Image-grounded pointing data
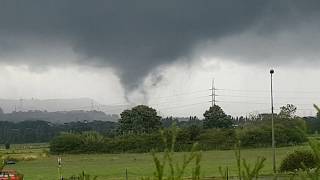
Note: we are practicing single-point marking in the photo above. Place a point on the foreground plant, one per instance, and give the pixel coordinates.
(2, 162)
(176, 170)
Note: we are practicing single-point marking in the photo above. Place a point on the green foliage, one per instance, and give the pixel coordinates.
(217, 139)
(247, 172)
(2, 162)
(83, 176)
(287, 132)
(216, 118)
(288, 111)
(66, 143)
(298, 160)
(140, 119)
(175, 170)
(93, 142)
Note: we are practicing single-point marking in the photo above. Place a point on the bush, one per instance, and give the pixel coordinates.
(287, 132)
(298, 160)
(217, 139)
(66, 143)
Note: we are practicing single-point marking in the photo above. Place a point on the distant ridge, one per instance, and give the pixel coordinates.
(54, 105)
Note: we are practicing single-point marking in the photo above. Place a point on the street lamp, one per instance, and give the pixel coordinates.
(272, 125)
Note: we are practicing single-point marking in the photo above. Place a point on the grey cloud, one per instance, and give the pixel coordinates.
(136, 37)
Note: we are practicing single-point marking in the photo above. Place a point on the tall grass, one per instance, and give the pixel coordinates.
(245, 170)
(165, 166)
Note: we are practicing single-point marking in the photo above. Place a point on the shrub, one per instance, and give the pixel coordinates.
(66, 143)
(287, 132)
(217, 139)
(298, 160)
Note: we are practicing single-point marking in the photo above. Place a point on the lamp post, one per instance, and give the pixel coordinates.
(272, 125)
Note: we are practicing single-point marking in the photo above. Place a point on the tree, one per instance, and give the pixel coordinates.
(288, 111)
(216, 118)
(140, 119)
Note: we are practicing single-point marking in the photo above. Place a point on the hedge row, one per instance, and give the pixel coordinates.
(258, 135)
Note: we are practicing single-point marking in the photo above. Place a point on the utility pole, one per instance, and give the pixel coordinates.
(272, 124)
(213, 94)
(92, 105)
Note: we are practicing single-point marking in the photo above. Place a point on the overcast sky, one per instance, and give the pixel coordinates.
(163, 53)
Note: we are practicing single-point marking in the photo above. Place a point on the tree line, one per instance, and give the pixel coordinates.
(140, 128)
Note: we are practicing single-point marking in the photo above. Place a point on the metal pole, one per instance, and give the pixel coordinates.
(126, 174)
(272, 125)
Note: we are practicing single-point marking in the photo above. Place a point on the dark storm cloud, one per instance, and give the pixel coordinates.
(135, 37)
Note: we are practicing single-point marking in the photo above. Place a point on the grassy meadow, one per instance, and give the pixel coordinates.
(113, 166)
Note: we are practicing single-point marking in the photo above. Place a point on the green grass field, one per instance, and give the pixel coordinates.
(113, 166)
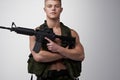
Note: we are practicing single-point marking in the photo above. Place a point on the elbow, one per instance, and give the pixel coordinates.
(81, 57)
(37, 57)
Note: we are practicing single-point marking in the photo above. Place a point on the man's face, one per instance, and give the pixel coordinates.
(53, 9)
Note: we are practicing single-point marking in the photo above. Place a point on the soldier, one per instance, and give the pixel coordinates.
(54, 61)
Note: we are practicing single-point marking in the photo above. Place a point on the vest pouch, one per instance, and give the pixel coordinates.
(36, 68)
(74, 67)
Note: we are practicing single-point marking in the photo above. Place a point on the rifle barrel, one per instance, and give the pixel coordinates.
(5, 28)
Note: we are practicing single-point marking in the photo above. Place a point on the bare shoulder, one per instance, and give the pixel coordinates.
(74, 33)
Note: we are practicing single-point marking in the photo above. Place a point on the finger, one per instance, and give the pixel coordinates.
(48, 39)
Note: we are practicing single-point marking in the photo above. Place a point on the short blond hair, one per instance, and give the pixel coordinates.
(56, 0)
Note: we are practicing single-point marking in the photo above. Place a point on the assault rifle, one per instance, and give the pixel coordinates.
(40, 35)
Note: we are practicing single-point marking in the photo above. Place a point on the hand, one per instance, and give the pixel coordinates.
(52, 46)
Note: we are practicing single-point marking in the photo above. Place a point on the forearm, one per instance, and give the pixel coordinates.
(74, 54)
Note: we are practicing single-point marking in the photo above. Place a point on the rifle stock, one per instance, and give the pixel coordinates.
(47, 32)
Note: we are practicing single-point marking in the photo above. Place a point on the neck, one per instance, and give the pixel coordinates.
(53, 23)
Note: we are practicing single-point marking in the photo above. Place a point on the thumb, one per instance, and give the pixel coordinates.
(48, 39)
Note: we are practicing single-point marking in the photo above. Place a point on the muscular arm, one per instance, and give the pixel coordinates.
(43, 56)
(76, 53)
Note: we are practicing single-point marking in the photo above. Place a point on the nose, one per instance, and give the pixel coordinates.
(53, 8)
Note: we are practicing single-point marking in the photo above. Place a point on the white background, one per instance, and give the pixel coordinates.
(96, 21)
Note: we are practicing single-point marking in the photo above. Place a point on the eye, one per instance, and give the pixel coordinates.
(49, 6)
(57, 6)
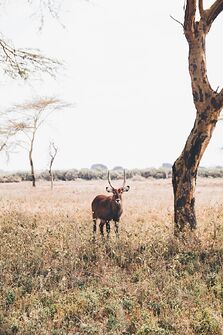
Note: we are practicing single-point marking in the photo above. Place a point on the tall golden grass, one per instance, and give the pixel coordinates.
(55, 280)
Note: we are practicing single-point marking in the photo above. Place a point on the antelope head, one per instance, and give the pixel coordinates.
(117, 192)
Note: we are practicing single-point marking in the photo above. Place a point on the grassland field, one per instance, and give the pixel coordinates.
(54, 280)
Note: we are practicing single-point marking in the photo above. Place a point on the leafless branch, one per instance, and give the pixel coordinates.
(24, 63)
(177, 21)
(214, 11)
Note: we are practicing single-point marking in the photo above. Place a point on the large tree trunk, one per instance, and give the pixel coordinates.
(208, 105)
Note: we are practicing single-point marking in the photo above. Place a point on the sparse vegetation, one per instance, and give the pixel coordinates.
(93, 174)
(55, 280)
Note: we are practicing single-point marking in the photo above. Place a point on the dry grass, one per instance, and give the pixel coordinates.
(54, 280)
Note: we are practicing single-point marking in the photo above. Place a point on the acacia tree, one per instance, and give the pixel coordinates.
(17, 62)
(53, 150)
(9, 132)
(32, 116)
(208, 104)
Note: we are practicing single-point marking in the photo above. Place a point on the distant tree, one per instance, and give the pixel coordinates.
(32, 115)
(53, 149)
(17, 62)
(208, 103)
(98, 167)
(8, 133)
(118, 168)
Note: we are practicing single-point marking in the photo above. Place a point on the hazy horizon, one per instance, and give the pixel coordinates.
(126, 72)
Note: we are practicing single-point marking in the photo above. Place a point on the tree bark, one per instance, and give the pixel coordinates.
(31, 161)
(208, 105)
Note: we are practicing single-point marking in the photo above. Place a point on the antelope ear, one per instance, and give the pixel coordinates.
(126, 188)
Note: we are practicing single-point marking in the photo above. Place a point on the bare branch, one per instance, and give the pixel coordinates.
(177, 21)
(23, 63)
(214, 11)
(201, 8)
(189, 18)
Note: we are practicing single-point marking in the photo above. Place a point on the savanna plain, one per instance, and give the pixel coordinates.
(56, 280)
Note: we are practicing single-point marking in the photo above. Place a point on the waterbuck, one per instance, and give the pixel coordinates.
(107, 208)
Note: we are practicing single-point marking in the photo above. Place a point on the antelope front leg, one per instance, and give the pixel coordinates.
(94, 226)
(116, 228)
(101, 225)
(108, 228)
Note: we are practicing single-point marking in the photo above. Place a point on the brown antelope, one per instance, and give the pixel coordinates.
(107, 208)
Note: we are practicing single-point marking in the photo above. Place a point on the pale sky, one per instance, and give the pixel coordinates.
(126, 72)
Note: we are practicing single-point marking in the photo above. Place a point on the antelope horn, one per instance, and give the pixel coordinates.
(109, 180)
(124, 180)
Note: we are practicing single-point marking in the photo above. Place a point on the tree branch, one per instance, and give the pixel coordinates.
(214, 11)
(201, 8)
(189, 18)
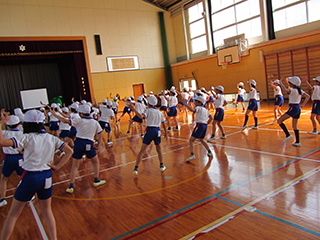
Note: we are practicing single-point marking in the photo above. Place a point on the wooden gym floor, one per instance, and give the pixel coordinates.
(254, 187)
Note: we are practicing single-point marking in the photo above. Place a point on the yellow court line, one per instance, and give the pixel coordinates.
(133, 195)
(224, 218)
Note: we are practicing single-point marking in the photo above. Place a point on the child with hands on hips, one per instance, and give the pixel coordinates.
(39, 148)
(203, 118)
(154, 118)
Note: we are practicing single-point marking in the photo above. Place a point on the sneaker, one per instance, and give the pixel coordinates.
(244, 127)
(313, 132)
(162, 168)
(287, 138)
(296, 144)
(3, 203)
(101, 182)
(191, 158)
(69, 190)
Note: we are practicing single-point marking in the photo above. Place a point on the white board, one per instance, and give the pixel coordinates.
(31, 98)
(229, 54)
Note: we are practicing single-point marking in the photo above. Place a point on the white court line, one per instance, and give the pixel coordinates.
(36, 216)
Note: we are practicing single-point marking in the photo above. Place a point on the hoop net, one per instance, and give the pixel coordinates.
(225, 65)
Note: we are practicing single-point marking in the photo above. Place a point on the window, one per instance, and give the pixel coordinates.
(197, 28)
(291, 13)
(235, 17)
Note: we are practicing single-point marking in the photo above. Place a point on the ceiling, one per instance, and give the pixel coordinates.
(166, 5)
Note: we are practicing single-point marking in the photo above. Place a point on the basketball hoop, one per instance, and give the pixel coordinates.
(225, 65)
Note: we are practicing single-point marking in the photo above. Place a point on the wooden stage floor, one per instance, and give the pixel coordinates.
(254, 187)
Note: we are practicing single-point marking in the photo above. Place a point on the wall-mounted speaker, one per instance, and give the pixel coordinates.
(98, 44)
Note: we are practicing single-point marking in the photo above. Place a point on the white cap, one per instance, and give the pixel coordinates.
(317, 79)
(65, 109)
(295, 80)
(13, 120)
(33, 116)
(152, 100)
(252, 81)
(201, 99)
(74, 106)
(220, 88)
(17, 111)
(84, 109)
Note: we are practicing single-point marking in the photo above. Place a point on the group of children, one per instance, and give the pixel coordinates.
(79, 122)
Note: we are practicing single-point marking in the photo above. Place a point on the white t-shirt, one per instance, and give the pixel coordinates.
(219, 102)
(86, 127)
(154, 117)
(140, 107)
(39, 149)
(163, 100)
(253, 94)
(294, 96)
(202, 114)
(106, 113)
(173, 101)
(10, 134)
(316, 93)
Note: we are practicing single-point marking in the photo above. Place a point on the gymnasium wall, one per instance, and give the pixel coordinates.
(207, 71)
(126, 27)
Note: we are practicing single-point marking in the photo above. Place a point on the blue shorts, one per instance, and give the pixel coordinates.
(152, 134)
(278, 101)
(218, 116)
(137, 119)
(72, 132)
(54, 125)
(253, 105)
(294, 111)
(316, 107)
(83, 146)
(163, 108)
(126, 110)
(240, 98)
(12, 162)
(63, 133)
(172, 111)
(200, 130)
(105, 126)
(211, 100)
(39, 182)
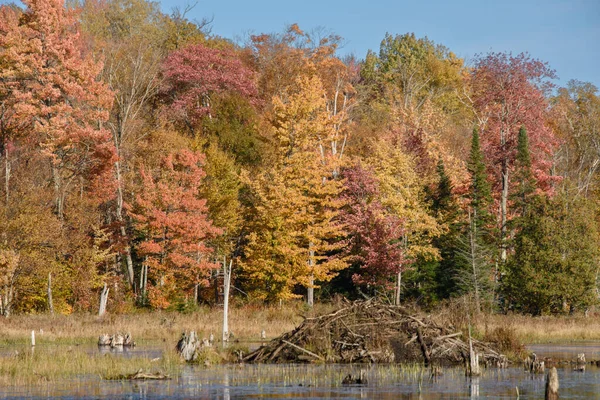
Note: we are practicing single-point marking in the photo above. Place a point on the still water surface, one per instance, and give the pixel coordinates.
(324, 381)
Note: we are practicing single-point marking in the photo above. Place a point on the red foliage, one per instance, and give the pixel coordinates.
(196, 73)
(174, 221)
(375, 237)
(509, 93)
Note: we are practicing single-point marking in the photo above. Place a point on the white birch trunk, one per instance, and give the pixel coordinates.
(50, 302)
(226, 285)
(103, 300)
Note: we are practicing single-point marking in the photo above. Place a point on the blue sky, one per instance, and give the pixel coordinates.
(565, 33)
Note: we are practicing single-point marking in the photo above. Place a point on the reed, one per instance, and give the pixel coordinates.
(245, 322)
(27, 366)
(546, 329)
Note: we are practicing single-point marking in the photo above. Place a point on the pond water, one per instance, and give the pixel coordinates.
(325, 381)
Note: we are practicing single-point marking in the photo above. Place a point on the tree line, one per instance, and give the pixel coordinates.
(140, 152)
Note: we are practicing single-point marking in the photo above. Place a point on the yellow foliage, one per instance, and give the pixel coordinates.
(402, 193)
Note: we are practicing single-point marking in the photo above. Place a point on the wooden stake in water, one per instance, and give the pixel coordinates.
(552, 384)
(226, 284)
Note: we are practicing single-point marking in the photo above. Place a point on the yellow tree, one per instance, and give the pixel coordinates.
(296, 229)
(402, 195)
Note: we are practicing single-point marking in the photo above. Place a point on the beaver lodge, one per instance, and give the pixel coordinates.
(372, 332)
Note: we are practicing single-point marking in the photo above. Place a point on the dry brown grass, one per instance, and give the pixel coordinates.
(544, 329)
(245, 322)
(36, 366)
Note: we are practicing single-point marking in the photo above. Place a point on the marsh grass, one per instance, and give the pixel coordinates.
(34, 366)
(547, 329)
(333, 375)
(245, 322)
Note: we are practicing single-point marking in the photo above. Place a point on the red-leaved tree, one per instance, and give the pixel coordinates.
(375, 236)
(508, 93)
(194, 74)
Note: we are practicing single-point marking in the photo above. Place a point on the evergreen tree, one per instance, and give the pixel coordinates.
(475, 254)
(556, 258)
(480, 193)
(432, 279)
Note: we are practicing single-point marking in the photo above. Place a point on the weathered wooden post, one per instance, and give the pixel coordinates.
(226, 284)
(552, 385)
(103, 300)
(50, 303)
(310, 292)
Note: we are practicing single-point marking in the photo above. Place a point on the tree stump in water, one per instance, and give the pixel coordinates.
(104, 340)
(552, 385)
(187, 346)
(116, 340)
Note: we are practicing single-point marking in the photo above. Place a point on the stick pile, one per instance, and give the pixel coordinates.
(371, 332)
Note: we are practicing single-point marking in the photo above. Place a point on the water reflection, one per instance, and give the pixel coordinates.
(317, 382)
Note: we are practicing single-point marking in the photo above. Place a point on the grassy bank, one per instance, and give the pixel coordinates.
(546, 329)
(245, 322)
(25, 366)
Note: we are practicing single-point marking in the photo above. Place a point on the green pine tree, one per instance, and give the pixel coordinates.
(474, 274)
(556, 258)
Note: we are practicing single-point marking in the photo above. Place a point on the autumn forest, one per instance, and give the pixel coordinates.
(140, 153)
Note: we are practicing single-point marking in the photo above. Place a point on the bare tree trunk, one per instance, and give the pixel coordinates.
(119, 214)
(310, 293)
(103, 300)
(504, 197)
(226, 285)
(503, 213)
(398, 287)
(473, 249)
(50, 303)
(59, 198)
(6, 176)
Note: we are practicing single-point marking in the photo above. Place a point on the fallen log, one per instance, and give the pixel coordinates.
(140, 375)
(372, 332)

_EXERCISE DESCRIPTION_
Write out exactly the lines that run from the one containing "the bare tree" to the end of the records, both end lines included.

_OUTPUT OF THE EXERCISE_
Note: we are practicing single-point marking in the photo above. Place a point on the bare tree trunk, one per instance, and give the pixel coordinates.
(119, 214)
(310, 293)
(103, 300)
(504, 197)
(226, 285)
(503, 213)
(398, 287)
(473, 249)
(50, 303)
(59, 198)
(6, 176)
Note: we are practicing single-point marking in the photo above. Place a point on the fallen log, one per instance, and give the pixel coordinates.
(140, 375)
(372, 332)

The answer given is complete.